____ Data rows

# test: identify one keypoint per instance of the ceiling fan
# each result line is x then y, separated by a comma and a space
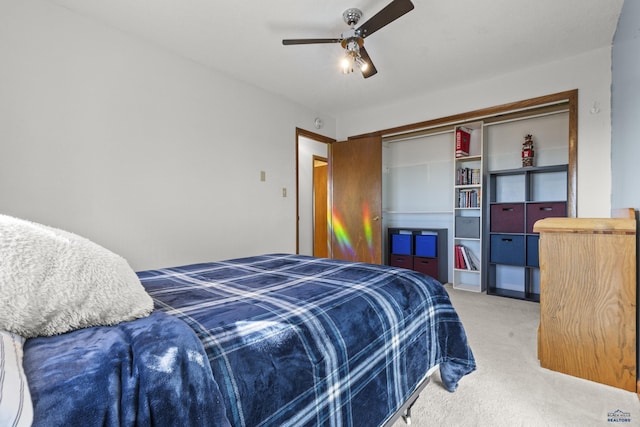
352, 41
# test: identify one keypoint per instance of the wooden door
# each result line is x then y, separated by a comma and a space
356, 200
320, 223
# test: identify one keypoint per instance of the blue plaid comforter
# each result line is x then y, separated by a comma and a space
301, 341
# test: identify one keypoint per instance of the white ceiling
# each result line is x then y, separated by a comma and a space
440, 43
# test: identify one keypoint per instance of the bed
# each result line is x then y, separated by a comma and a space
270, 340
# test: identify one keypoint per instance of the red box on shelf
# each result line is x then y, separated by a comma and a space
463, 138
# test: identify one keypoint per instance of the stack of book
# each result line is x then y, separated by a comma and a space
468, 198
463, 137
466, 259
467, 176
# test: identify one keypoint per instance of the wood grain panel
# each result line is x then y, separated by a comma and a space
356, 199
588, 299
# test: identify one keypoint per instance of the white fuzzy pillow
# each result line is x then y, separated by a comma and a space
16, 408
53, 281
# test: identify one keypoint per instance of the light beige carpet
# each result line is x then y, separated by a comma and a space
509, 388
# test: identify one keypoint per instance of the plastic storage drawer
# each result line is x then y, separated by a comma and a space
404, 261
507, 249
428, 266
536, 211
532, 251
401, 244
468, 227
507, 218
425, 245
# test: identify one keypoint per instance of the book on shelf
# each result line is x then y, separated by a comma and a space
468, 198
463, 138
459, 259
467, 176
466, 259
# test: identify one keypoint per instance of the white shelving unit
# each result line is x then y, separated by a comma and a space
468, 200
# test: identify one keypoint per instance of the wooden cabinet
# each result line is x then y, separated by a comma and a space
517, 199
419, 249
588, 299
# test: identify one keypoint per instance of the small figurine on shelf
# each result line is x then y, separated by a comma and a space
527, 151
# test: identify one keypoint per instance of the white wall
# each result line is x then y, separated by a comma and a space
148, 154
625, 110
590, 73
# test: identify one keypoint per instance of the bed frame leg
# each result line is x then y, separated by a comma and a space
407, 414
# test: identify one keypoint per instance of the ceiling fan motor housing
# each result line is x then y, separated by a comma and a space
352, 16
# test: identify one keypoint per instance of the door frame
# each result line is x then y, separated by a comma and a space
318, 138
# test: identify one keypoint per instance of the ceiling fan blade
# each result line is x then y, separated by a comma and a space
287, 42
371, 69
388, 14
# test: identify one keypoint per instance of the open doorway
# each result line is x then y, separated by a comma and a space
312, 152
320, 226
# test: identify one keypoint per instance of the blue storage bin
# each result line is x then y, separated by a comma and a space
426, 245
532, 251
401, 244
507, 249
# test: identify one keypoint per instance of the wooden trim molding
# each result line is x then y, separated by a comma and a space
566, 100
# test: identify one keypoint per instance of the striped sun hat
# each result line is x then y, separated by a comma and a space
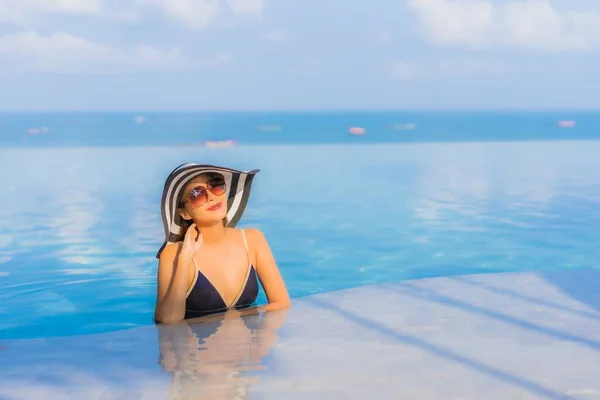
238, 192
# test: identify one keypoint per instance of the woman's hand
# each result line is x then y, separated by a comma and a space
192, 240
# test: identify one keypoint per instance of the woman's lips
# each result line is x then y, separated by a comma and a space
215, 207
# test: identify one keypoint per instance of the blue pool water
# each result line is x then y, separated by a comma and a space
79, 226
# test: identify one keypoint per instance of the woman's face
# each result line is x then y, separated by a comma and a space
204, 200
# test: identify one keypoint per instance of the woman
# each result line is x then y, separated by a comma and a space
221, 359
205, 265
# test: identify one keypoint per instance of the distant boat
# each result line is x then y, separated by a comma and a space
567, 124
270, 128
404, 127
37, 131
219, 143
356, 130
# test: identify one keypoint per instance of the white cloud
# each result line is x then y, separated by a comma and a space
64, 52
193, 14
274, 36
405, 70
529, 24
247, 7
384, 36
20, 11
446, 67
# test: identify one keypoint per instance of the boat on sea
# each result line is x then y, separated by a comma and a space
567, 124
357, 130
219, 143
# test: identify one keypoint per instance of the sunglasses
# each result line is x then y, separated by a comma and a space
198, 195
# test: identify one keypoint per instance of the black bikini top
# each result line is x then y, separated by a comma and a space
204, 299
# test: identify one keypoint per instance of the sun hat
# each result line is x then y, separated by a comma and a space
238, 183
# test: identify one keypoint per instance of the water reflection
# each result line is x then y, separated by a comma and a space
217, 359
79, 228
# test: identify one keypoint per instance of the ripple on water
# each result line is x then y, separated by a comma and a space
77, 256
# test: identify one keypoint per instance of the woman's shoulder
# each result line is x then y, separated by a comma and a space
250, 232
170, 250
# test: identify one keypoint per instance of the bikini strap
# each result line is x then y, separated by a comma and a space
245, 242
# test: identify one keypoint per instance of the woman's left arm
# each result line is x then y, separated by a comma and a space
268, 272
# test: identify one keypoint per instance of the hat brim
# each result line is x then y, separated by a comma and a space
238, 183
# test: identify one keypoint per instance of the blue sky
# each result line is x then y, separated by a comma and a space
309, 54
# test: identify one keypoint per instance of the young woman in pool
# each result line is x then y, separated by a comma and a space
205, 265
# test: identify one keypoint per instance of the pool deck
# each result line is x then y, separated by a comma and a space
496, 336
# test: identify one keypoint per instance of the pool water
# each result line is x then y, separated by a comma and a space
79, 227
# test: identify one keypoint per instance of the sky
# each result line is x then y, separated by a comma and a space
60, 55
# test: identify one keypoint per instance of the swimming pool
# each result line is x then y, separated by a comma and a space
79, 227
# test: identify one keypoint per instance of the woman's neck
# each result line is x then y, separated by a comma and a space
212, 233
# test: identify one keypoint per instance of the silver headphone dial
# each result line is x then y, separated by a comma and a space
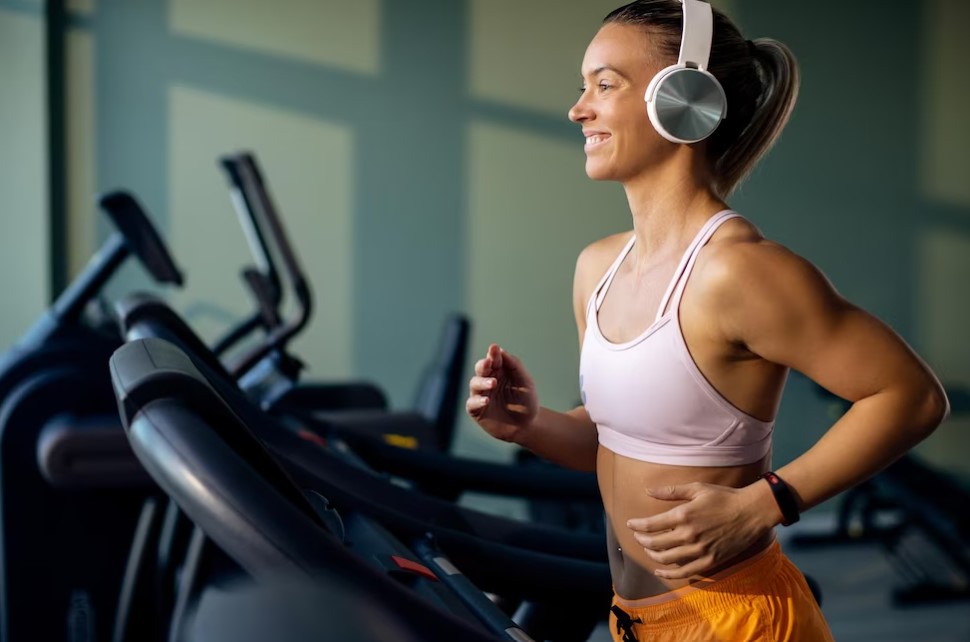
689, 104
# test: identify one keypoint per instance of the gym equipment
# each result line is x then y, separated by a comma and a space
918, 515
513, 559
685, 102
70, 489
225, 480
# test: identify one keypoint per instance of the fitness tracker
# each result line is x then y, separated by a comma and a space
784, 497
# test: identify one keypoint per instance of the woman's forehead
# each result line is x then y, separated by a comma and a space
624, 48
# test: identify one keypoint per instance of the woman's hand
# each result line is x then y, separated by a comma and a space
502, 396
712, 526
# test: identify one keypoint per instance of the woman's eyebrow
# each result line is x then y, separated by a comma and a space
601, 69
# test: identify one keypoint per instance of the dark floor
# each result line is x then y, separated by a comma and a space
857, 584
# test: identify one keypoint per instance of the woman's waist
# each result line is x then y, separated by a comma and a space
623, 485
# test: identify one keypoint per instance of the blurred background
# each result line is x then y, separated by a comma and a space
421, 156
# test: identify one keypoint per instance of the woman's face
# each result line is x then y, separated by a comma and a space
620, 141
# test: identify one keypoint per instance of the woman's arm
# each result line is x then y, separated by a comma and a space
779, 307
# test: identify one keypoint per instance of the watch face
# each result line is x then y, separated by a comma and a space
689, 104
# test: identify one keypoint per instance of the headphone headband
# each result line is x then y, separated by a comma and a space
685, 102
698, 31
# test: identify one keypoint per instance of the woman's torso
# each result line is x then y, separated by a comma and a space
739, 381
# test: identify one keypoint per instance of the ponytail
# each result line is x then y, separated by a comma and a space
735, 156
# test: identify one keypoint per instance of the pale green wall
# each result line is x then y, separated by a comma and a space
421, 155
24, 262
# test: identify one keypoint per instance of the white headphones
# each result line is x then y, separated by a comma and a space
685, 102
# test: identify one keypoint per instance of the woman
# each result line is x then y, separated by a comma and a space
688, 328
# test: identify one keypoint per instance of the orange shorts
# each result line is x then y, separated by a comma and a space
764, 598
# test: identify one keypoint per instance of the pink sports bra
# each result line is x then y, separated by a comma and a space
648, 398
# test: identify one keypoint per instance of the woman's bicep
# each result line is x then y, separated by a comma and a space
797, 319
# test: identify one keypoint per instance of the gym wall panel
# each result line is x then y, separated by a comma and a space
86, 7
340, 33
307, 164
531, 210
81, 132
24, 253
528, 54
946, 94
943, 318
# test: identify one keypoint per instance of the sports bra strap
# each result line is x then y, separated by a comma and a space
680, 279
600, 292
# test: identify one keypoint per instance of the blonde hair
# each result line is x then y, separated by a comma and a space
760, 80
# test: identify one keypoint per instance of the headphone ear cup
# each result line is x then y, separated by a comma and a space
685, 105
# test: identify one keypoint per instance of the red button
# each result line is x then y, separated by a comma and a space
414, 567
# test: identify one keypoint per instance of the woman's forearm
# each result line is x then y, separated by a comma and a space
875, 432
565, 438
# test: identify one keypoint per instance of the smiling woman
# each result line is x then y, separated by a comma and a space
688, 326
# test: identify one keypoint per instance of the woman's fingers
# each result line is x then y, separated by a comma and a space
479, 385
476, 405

________
____ Data rows

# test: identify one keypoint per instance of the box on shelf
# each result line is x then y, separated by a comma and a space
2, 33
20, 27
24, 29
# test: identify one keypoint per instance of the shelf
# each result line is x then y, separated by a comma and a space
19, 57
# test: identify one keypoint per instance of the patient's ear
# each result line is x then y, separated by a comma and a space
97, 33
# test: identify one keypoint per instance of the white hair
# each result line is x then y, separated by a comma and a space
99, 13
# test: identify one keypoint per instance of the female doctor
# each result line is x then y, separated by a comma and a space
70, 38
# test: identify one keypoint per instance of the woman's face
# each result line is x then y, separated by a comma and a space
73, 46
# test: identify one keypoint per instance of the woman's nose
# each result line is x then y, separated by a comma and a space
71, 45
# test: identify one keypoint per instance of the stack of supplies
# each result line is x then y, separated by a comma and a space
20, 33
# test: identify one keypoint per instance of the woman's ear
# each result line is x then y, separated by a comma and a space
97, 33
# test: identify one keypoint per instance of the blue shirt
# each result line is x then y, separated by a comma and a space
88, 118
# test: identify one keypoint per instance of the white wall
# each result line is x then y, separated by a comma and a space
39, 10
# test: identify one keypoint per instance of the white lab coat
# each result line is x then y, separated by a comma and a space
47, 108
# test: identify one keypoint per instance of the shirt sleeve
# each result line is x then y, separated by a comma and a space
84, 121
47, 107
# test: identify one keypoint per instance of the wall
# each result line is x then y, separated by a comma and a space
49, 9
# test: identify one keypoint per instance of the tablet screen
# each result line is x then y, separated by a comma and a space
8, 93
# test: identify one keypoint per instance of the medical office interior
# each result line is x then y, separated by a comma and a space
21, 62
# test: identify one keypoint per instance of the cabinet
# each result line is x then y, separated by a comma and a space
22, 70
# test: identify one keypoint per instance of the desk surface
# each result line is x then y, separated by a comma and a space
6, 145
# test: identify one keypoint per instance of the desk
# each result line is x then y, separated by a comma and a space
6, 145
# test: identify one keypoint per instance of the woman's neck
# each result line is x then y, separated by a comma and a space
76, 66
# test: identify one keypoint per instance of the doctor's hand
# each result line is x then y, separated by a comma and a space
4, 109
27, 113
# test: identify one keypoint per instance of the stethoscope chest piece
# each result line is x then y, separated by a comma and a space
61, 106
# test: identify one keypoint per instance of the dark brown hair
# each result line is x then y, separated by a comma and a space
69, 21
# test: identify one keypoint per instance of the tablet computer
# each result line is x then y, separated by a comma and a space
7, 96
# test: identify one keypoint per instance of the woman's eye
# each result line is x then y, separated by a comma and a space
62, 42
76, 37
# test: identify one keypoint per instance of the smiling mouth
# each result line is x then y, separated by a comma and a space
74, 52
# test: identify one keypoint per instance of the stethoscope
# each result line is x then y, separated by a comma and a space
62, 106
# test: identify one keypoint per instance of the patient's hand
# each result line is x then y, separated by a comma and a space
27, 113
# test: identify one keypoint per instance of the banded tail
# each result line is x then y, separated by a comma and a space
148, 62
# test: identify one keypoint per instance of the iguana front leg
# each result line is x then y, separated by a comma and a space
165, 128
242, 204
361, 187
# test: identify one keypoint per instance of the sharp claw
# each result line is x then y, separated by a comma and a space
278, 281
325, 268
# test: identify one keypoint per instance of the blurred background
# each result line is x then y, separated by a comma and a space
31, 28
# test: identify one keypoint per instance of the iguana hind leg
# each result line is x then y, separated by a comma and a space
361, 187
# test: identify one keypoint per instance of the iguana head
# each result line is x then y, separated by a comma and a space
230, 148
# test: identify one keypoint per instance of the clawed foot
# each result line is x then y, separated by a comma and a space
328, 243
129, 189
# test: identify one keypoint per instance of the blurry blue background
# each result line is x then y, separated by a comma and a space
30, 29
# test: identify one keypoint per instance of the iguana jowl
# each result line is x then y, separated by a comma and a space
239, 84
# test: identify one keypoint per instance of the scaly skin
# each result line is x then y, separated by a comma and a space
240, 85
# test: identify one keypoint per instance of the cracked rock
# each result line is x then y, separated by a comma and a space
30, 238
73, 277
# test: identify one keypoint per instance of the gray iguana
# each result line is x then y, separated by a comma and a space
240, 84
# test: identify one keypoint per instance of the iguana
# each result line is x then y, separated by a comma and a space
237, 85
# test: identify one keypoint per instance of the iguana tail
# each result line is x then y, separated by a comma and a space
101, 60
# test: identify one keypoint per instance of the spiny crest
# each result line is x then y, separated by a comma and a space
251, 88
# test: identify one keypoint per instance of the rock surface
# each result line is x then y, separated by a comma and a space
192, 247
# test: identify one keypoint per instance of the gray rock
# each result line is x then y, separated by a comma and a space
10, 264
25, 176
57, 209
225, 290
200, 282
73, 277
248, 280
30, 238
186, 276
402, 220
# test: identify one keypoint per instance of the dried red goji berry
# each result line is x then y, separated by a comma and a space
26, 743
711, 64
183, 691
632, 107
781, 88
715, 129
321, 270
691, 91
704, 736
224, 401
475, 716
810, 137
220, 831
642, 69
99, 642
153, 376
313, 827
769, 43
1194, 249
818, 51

________
____ Data rows

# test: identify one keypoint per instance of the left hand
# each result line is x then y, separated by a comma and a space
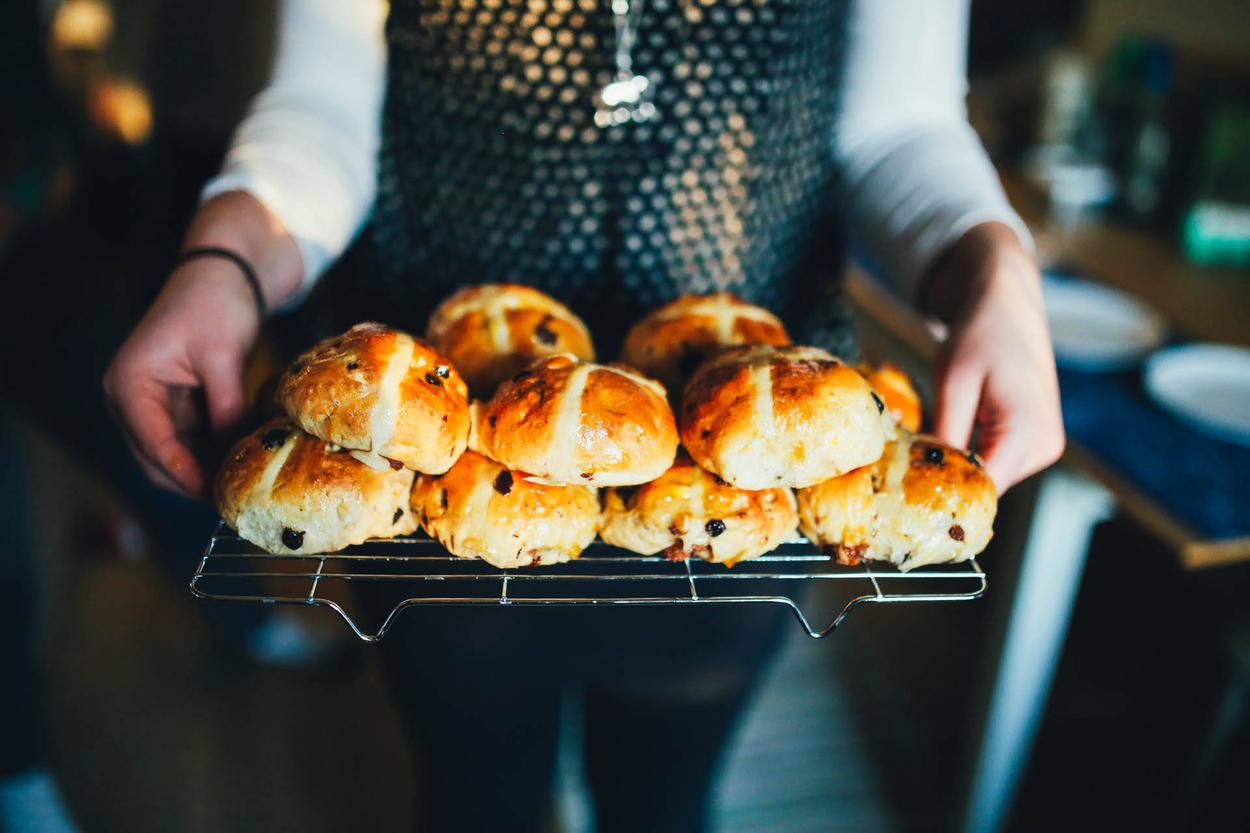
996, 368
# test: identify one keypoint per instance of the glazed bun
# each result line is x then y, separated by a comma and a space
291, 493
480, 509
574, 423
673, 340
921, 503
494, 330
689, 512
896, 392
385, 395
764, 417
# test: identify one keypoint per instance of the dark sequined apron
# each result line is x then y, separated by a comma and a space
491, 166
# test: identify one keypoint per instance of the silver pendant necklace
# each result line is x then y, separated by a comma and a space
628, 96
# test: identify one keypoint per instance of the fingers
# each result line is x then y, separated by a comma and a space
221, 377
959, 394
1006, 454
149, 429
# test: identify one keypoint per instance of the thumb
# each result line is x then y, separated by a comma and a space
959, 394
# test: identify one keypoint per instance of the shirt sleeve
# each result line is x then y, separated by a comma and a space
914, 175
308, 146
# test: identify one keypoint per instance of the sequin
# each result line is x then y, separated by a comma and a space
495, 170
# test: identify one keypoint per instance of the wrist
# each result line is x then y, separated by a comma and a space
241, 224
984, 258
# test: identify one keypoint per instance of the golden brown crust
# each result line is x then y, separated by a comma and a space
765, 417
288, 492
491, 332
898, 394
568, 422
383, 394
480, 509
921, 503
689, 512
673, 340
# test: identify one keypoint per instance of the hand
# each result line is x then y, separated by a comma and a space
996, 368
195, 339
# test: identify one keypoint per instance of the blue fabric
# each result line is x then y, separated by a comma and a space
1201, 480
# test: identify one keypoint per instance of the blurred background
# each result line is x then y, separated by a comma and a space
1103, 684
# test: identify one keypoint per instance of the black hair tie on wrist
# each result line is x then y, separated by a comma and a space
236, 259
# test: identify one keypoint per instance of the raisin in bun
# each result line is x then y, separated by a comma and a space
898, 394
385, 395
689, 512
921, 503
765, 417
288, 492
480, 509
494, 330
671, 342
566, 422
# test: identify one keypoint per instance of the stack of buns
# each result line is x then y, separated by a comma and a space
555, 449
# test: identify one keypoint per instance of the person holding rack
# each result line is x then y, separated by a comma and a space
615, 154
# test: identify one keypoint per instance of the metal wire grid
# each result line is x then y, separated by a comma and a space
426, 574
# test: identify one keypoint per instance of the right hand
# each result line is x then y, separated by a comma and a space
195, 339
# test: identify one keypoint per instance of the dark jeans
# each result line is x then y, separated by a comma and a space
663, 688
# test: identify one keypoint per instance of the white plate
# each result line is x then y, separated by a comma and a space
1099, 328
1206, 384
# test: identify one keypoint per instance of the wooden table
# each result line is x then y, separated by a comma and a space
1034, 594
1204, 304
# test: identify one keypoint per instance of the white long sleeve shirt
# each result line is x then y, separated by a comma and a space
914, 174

________

From the material above, copy out every line that contains the word "silver". Case matters, so only lines where it is written with the same capitalization should be included.

# Solution
# test: identify one keypoint per instance of the silver headphone dial
# test: identify one keypoint per instance of the silver pendant necklace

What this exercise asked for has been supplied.